### Problem to solve
If a line in the listing contains "below", copy it out whole.

### Data for this task
###

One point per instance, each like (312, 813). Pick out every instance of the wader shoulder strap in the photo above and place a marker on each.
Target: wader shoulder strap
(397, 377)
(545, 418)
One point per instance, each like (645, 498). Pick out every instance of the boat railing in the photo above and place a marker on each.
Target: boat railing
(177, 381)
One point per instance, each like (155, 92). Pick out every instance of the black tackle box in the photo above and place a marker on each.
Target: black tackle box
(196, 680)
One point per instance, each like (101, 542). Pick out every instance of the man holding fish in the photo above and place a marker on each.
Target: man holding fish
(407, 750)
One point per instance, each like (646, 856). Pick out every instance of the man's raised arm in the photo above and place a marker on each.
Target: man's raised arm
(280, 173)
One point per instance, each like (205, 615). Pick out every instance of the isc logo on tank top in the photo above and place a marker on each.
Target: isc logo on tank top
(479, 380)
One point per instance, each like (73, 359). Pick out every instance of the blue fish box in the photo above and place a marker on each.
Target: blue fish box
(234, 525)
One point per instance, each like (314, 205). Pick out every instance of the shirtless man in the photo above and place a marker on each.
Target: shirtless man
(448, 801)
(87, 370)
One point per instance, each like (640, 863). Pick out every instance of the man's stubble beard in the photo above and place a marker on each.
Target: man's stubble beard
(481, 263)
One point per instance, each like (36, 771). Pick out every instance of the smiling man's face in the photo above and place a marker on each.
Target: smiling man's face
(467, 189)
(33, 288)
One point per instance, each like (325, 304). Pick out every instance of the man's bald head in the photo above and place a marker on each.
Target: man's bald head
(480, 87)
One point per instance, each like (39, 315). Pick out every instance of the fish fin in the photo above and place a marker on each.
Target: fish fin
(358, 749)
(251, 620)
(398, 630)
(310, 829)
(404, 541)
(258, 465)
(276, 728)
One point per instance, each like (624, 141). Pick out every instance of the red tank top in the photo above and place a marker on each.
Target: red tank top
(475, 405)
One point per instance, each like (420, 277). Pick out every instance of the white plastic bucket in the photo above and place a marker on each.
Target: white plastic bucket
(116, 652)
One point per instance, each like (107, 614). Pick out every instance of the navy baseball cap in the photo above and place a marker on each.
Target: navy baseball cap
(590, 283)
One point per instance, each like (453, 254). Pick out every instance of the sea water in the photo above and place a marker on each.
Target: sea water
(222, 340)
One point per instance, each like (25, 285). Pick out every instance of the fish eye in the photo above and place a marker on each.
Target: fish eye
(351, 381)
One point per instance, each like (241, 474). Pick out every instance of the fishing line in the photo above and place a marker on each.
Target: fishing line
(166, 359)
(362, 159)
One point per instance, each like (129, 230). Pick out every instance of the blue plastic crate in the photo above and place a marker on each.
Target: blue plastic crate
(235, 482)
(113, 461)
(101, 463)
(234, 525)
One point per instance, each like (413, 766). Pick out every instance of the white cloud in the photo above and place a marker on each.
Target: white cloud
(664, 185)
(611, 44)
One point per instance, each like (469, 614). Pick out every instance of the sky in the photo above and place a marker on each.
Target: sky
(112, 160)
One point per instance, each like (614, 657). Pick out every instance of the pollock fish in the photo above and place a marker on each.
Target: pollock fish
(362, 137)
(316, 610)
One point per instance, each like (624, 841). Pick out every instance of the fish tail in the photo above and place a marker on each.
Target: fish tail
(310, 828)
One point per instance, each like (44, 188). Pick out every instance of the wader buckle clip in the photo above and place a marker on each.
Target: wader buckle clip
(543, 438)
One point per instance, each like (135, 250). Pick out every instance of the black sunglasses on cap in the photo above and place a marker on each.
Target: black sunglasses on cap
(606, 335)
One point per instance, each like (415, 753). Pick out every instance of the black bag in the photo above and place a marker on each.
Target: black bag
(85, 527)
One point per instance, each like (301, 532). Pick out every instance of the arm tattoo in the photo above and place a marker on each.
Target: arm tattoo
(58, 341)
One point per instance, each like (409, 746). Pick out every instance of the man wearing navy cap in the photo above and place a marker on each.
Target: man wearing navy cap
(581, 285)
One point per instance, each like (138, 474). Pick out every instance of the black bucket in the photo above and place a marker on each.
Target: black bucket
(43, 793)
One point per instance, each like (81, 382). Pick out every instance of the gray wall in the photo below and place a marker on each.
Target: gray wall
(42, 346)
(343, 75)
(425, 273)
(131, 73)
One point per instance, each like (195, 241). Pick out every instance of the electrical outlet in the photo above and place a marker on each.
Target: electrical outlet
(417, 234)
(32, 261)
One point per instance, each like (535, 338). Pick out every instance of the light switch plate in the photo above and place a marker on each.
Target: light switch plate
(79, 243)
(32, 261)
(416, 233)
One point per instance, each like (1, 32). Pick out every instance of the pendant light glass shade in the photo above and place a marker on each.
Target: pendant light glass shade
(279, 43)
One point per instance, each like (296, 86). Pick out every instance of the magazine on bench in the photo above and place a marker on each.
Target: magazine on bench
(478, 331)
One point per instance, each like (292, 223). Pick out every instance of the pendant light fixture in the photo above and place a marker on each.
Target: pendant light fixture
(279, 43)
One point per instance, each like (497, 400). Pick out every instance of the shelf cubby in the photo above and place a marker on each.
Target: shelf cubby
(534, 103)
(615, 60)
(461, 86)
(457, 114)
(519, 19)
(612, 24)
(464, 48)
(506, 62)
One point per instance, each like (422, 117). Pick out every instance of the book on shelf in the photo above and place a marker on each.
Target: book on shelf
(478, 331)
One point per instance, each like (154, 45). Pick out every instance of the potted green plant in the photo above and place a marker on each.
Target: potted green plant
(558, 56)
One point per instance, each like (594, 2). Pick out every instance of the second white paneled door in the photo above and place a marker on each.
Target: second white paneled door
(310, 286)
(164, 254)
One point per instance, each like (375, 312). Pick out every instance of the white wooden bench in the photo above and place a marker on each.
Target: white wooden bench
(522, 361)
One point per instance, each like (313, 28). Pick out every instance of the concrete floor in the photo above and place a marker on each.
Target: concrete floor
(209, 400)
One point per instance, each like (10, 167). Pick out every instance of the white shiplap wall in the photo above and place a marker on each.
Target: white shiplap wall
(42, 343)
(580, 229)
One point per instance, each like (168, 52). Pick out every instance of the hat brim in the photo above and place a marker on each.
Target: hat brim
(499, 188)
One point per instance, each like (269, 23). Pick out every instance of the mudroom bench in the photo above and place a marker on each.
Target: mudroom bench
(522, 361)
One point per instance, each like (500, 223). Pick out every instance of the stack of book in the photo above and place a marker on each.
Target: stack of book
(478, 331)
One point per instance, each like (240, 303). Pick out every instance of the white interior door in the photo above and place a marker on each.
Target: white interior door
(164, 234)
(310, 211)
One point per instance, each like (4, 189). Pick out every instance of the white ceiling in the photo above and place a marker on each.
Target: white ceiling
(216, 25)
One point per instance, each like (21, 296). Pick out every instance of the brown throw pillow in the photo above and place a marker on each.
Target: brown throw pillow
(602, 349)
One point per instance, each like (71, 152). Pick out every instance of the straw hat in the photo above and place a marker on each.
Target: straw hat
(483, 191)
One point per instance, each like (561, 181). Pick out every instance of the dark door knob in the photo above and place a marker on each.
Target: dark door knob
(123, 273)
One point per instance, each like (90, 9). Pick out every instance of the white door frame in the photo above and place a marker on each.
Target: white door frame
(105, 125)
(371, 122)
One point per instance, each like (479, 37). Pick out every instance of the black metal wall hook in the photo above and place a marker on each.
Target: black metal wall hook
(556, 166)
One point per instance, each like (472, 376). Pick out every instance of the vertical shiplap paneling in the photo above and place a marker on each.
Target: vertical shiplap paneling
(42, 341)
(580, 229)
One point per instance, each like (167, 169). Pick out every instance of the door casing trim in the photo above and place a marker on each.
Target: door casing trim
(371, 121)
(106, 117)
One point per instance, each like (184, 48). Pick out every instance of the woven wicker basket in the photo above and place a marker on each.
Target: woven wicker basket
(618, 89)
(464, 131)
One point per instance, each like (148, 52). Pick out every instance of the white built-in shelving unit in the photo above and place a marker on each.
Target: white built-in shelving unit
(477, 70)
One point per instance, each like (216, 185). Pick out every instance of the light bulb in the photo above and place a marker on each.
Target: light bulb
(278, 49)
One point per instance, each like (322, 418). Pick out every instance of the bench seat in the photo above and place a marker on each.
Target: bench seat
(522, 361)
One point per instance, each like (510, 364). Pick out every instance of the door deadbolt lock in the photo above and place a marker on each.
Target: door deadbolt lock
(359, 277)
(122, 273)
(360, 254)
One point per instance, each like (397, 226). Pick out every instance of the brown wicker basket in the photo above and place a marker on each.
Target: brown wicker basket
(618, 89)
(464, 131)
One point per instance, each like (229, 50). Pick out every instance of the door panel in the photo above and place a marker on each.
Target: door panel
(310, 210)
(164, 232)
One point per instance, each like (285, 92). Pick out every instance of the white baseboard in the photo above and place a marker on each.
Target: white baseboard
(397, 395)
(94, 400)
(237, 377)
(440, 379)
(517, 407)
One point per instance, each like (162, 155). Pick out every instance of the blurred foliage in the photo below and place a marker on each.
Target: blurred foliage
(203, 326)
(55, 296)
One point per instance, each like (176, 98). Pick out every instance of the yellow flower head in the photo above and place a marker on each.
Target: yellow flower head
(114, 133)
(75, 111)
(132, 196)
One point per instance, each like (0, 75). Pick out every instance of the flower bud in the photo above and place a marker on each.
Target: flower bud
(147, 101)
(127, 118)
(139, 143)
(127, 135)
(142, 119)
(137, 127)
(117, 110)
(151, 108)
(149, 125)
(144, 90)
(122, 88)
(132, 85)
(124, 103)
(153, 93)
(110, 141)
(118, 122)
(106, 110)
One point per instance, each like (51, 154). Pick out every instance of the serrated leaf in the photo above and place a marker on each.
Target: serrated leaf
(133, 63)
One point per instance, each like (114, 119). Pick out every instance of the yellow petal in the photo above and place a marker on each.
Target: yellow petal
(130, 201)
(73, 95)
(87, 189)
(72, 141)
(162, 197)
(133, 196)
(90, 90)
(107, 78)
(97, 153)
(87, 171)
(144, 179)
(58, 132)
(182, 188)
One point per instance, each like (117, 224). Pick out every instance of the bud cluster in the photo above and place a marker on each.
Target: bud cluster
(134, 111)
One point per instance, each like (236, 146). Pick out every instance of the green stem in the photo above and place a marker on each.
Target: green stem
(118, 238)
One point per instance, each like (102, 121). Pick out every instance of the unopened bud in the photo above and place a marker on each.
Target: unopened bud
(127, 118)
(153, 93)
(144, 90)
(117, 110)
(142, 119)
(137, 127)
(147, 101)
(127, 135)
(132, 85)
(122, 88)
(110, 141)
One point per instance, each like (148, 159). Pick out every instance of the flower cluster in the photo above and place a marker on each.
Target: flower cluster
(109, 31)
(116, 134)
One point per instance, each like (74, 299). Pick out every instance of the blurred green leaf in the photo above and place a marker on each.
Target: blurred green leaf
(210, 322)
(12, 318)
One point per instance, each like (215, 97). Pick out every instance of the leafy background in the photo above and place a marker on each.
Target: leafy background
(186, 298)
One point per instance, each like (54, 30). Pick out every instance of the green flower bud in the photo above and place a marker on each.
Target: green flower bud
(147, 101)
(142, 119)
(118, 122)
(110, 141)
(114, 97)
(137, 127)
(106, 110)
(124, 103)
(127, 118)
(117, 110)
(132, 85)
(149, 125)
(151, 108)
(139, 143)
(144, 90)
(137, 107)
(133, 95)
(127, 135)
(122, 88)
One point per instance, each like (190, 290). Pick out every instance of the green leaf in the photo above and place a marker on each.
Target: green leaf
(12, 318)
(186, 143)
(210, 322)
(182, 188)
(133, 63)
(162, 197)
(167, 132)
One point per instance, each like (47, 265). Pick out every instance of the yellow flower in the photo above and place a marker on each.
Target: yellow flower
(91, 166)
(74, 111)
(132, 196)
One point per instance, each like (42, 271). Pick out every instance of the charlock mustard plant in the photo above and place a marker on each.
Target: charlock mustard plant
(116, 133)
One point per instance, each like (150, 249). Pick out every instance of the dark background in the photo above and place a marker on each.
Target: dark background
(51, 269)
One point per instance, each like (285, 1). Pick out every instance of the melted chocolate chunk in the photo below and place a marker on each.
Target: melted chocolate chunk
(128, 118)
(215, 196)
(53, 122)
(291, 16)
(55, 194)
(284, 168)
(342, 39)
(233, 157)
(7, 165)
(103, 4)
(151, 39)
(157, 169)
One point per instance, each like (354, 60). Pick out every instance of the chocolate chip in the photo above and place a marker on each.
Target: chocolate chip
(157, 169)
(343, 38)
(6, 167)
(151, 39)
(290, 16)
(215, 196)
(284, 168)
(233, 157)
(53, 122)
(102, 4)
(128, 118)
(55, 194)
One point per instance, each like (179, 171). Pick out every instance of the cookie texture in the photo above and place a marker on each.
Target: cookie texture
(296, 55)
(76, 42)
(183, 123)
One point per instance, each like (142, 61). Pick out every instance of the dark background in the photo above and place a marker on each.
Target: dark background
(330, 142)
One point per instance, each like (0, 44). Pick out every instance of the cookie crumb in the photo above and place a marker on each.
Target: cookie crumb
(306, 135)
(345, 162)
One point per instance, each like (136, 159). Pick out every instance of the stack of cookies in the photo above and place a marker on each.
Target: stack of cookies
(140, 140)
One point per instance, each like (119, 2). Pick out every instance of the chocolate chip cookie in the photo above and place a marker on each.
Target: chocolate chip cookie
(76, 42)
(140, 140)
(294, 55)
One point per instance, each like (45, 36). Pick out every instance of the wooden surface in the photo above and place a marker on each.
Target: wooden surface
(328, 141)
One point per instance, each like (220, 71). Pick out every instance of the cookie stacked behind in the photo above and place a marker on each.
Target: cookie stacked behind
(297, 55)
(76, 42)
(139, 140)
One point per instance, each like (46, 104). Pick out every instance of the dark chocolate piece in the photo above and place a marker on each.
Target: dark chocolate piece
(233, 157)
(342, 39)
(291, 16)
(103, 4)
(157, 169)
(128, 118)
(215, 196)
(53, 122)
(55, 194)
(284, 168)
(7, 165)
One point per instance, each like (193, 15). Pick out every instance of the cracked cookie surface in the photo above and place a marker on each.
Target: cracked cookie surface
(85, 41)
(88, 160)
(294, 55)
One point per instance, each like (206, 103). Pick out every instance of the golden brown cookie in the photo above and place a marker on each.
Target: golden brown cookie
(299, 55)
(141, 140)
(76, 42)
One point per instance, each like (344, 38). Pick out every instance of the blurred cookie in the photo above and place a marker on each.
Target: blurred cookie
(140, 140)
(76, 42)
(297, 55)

###

### Solution for this problem
One point per instance, each like (81, 382). Pick out every instance of the gray wall in the photo below and place a marker on each.
One point per instance, each like (162, 155). Pick out every instance of the blurred foliage in the photo below and place a marker on each.
One point per instance, each like (285, 1). Pick out every instance of the melted chocolate chunk in the photo below and place a marker on each.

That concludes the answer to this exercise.